CONSIGNES
a. Dans l'extrait sur le petit groupe et le marais, pourquoi le groupe s'est-il uni ? Répondez en une à trois phrases.
b. Prolongez l'extrait sur le petit groupe et le marais en reprenant après sa dernière phrase.

Petit groupe compact, nous suivons une voie escarpée et difficile, nous tenant fortement par la main. De toutes parts nous sommes entourés d'ennemis, et il nous faut marcher presque constamment sous leur feu. Nous nous sommes unis en vertu d'une décision librement consentie, précisément afin de combattre l'ennemi et de ne pas tomber dans le marais d'à côté, dont les hôtes, dès le début, nous ont blâmés d'avoir constitué un groupe à part, et préféré la voie de la lutte à la voie de la conciliation. Et certains d'entre nous de crier : Allons dans ce marais ! Et lorsqu'on leur fait honte, ils répliquent : Quels gens arriérés vous êtes ! N'avez-vous pas honte de nous dénier la liberté de vous inviter à suivre une voie meilleure ! Oh ! oui, Messieurs, vous êtes libres non seulement d'inviter, mais d'aller où bon vous semble, fût-ce dans le marais; nous trouvons même que votre véritiable place est précisément dans le marais, et nous sommes prêts, dans la mesure de nos forces, à vous aider à y transporter vos pénates. Mais alors lâchez-nous la main, ne vous accrochez pas à nous et ne souillez pas le grand mot de liberté, parce que, nous aussi, nous sommes "libres" d'aller où bon nous semble, libres de combattre aussi bien le marais que ceux qui s'y dirigent !

LIGNES DE DONNÉES
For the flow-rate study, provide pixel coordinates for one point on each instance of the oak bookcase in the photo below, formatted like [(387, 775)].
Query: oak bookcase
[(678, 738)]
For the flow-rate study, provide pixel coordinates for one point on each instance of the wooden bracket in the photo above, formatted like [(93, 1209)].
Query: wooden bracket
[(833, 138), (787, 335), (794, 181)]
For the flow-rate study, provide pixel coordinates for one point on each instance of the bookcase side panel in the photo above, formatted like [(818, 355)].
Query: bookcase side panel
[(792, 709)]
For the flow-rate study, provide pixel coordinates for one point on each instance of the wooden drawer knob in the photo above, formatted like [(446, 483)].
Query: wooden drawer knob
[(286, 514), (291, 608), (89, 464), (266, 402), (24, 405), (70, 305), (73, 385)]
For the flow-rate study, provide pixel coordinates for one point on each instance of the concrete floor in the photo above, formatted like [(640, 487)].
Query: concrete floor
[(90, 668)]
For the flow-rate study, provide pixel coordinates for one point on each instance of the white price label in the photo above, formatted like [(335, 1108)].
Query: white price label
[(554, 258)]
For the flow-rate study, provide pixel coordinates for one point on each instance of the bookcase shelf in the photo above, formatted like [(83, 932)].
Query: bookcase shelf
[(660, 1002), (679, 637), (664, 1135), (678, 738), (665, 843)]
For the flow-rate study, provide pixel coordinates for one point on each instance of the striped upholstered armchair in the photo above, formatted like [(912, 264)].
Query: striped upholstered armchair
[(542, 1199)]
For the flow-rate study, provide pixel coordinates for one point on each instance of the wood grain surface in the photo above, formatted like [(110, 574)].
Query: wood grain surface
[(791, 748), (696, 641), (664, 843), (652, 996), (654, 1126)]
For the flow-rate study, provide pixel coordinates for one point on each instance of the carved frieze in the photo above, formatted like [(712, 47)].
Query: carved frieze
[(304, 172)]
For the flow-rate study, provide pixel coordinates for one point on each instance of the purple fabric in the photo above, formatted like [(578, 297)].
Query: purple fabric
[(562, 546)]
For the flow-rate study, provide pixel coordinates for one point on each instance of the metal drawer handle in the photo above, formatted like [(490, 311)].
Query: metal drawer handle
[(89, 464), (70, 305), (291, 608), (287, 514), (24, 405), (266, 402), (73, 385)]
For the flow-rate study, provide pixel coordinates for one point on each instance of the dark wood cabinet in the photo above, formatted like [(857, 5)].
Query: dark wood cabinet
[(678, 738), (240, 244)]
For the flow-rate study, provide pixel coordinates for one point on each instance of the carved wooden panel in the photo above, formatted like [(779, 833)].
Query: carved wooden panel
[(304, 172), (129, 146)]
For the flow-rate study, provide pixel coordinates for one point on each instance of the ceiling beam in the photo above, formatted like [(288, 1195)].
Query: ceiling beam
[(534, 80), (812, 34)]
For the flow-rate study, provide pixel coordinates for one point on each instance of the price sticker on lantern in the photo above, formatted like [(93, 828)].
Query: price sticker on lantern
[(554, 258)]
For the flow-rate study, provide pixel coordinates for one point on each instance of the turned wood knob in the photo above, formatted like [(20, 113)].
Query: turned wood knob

CORRIGÉS
a. Le groupe s'est uni par une décision librement consentie, précisément afin de combattre l'ennemi et de ne pas tomber dans le marais d'à côté.

b.
Notes

[1] A propos. C'est là un fait presque unique dans l'histoire du socialisme moderne et extrêmement consolant dans son genre : pour la première fois une dispute entre diverses tendances au sein du socialisme déborde le cadre national pour devenir internationale. Naguère, les discussions entre lassalliens et eisenachiens (partisans allemands du marxisme - N.R.), entre guesdistes (partisans français du marxisme - N.R.) et possibilistes (forme française de réformisme - N.R.), entre fabiens (forme britannique de réformisme - N.R.) et social-democrates, entre narodovoltsy (partisans de la société secrète Narodnaïa Volia, populiste - N.R.) et social-démocrates, restaient purement nationales, reflétaient des particularités purement nationales, se déroulaient pour ainsi dire sur des plans différents. A l'heure présente (ceci apparaît clairement, aujourd'hui), les fabiens anglais, les ministérialistes français, les bernsteiniens allemands, les critiques russes (il s'agit des "marxistes légaux" très à doite - N.R.) forment tous une seule famille, tous s'adressent des louanges réciproques, s'instruisent les uns auprès des autres et mènent campagne en commun contre le marxisme "dogmatique". Peut-être, dans cette première mêlée véritablement internationale avec l'opportunisme socialiste, la social-démocratie révolutionnaire internationale se fortifiera-t-elle assez pour mettre fin à la réaction politique qui sévit depuis longtemps en Europe ? (Note de Lénine)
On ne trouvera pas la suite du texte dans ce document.